From the text on SOYA structures, extract word for word the passage that begins with the words containing "The meta section" and ends with "namespaces (exiting ontologies).".

### Text shown:
---
The meta section in a structure defines the name of the structure, specifies an optional context (default: https://ns.ownyourdata.eu/soya/soya-context.json), and allows to reference namespaces (exiting ontologies).

2.1.2. Base

A base declares a dataset and holds the following information:

When a base is represented in RDF it is a class with one or more properties. Each property itself is a single data type or an object property referencing another base. subClassOf optionally allows to inherit properties/attributes from other existing classes. Multiple bases can be combined in a structure for related concepts.

An example base.

use soya template base to show this example on the command line

meta:
  name: Person

content:
  bases: 
    - name: Person
      attributes:
        name: String
        dateOfBirth: Date
        age: Integer
        sex: String
close

use soya template base | soya init to show this example on the command line

{
  "@context": {
    "@version": 1.1,
    "@import": "https://ns.ownyourdata.eu/ns/soya-context.json",
    "@base": "https://soya.data-container.net/Person/"
---
### Dataset rows:
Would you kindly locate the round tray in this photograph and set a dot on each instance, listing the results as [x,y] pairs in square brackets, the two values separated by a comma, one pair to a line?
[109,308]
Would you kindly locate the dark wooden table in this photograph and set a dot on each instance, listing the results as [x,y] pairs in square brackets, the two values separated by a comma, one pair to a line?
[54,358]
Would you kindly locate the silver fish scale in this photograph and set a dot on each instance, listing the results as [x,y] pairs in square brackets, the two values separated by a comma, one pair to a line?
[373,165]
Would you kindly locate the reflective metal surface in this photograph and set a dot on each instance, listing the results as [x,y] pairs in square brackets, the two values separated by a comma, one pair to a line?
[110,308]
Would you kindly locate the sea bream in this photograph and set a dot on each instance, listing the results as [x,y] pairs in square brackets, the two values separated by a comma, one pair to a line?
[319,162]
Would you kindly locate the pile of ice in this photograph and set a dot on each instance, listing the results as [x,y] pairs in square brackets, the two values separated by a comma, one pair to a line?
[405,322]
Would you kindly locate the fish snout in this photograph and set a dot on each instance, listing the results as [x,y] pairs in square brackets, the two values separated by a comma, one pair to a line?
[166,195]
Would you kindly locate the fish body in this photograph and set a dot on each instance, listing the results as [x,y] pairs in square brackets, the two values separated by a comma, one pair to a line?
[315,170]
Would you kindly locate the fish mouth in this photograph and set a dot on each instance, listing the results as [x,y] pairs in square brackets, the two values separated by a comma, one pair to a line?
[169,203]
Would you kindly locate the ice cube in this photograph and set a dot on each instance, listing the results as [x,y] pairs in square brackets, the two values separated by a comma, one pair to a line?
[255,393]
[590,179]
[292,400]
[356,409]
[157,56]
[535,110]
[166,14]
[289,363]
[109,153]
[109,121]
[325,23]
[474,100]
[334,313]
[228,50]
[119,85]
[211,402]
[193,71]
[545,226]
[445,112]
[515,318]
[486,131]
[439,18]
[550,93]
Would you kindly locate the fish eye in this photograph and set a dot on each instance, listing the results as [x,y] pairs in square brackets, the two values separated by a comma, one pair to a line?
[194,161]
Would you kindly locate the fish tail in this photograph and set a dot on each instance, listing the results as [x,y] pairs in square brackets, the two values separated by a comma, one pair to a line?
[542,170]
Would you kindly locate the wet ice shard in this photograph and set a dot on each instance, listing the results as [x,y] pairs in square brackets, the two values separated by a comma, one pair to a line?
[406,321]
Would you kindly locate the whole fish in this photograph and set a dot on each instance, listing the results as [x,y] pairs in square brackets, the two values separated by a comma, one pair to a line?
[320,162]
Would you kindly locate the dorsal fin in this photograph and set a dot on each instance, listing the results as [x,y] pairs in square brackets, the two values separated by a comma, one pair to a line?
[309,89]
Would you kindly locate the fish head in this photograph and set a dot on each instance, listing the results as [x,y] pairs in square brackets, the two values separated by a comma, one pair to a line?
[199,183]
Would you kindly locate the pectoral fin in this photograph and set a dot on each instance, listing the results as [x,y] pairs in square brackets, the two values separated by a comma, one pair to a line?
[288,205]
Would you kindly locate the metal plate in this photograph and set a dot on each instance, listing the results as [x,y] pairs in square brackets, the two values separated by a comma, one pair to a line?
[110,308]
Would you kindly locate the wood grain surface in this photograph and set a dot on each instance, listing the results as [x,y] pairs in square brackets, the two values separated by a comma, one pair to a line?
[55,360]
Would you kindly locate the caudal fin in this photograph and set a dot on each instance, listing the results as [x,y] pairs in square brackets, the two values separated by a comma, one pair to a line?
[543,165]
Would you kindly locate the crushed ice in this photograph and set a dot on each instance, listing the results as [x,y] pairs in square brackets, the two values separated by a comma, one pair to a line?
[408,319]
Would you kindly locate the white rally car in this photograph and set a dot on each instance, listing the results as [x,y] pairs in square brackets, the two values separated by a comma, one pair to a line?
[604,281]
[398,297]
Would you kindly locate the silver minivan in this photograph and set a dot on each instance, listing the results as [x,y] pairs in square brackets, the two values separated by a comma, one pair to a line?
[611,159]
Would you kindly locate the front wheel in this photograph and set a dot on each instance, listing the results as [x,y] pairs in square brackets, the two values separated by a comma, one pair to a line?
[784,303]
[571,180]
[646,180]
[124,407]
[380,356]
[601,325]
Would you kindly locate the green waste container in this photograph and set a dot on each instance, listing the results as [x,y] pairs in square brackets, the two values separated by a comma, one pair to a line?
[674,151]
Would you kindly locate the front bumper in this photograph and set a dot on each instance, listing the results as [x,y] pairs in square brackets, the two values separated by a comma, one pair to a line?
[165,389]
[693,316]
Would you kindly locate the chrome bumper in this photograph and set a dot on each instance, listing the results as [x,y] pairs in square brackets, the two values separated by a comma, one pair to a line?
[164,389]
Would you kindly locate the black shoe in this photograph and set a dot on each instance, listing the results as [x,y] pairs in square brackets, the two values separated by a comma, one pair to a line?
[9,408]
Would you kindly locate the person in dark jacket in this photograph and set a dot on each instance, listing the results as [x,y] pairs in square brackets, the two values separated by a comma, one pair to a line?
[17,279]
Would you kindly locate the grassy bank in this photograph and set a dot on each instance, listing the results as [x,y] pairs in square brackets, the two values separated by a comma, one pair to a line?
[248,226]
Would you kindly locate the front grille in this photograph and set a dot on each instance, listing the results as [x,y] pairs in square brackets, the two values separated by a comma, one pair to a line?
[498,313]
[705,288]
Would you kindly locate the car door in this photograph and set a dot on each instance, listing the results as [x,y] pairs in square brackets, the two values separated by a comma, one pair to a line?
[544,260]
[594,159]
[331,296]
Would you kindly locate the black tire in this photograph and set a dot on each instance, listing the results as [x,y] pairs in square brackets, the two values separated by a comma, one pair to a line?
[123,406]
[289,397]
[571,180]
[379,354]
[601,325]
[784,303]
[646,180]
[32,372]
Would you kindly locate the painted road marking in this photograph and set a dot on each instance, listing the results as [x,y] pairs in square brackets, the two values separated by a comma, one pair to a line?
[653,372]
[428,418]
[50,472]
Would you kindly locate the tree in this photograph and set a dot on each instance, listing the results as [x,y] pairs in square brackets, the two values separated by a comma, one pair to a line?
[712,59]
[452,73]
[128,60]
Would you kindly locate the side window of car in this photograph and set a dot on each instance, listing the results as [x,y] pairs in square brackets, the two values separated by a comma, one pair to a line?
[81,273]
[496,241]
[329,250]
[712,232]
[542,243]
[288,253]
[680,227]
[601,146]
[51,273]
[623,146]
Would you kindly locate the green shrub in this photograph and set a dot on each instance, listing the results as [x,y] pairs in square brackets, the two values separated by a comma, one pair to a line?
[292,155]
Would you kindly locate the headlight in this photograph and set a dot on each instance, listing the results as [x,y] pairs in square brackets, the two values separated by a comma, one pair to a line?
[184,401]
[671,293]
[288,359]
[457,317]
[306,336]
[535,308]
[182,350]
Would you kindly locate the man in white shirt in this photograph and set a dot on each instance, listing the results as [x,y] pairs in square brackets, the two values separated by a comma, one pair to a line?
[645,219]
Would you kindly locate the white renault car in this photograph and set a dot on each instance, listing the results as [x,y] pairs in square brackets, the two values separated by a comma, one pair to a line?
---
### Exercise result:
The meta section in a structure defines the name of the structure, specifies an optional context (default: https://ns.ownyourdata.eu/soya/soya-context.json), and allows to reference namespaces (exiting ontologies).